_Data_
● ● ● ● ● ● ●

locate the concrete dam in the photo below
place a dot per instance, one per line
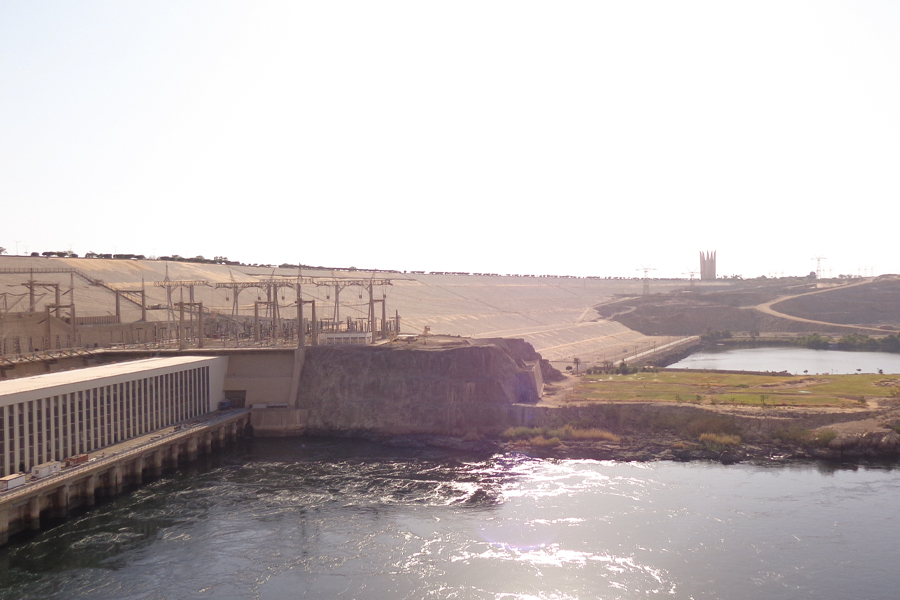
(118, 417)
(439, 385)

● ● ● ● ● ● ●

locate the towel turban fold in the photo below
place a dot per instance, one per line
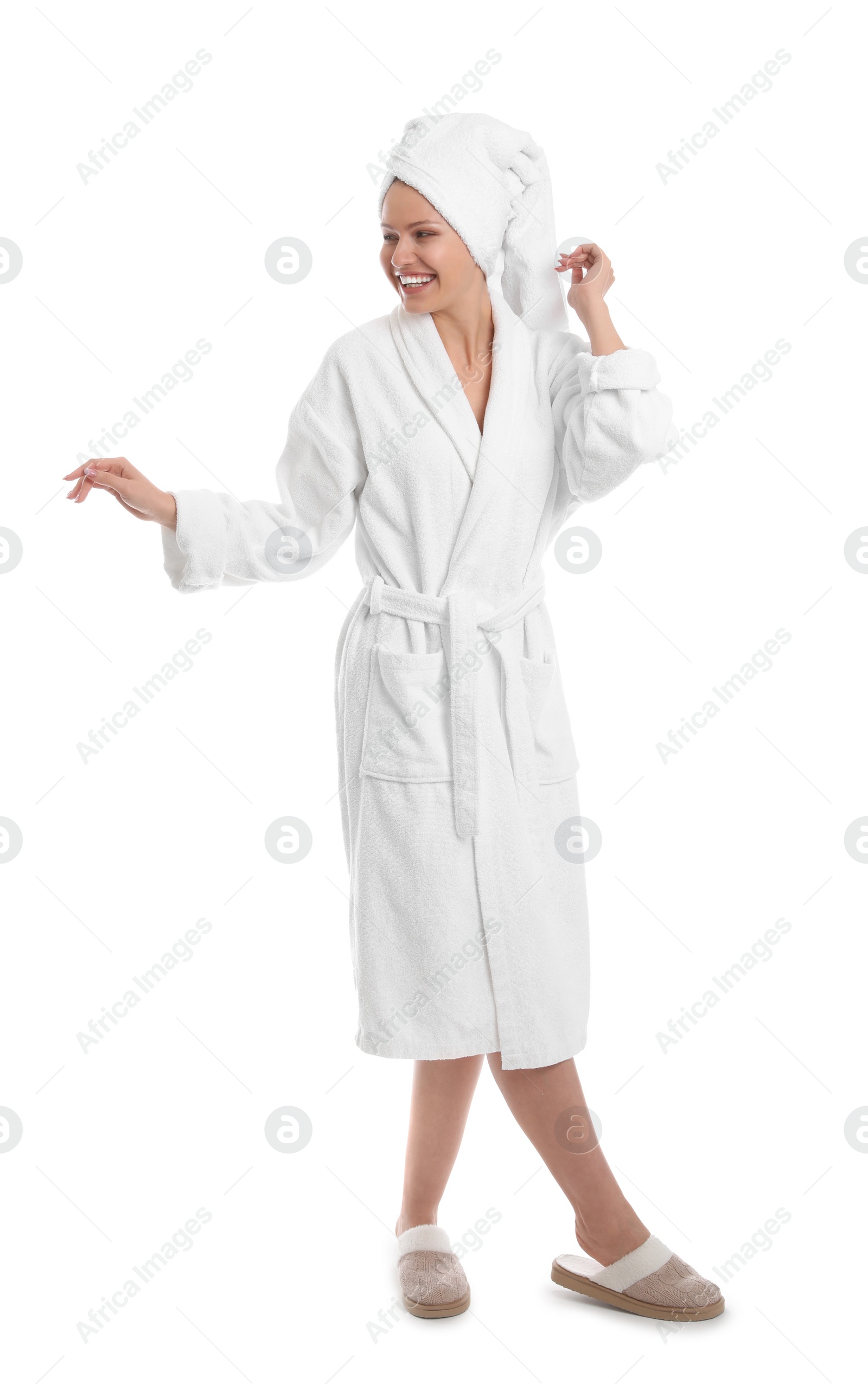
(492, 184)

● ● ● ● ● ● ●

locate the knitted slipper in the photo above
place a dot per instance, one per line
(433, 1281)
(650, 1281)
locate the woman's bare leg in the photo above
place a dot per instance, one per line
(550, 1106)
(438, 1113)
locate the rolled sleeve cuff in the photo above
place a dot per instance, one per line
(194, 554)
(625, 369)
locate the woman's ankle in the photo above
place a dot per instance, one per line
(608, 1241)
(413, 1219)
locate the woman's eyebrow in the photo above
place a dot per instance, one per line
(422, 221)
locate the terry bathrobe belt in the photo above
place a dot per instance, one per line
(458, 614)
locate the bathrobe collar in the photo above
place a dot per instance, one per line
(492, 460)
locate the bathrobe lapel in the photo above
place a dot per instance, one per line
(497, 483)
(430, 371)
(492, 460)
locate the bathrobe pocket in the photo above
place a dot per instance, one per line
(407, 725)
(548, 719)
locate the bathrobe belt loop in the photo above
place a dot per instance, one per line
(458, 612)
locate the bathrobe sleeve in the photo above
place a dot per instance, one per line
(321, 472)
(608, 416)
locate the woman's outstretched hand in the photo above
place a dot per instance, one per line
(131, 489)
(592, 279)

● ● ● ● ● ● ●

_Work instructions_
Take the stretch of lines above from the one containing "locate the terry" through the one containing "locate the bathrobe pocket in the photo above" and repeat it exactly, adding no other line.

_Your response_
locate the terry bathrobe belt in the photo above
place a dot per instance, one per line
(458, 614)
locate the bathrobe collar in the photo above
place a dot per instance, one per line
(492, 460)
locate the bathrobe lapel in the photo above
place a dot per instance, one per line
(497, 483)
(430, 371)
(492, 460)
locate the bathrobe pocket in the photo above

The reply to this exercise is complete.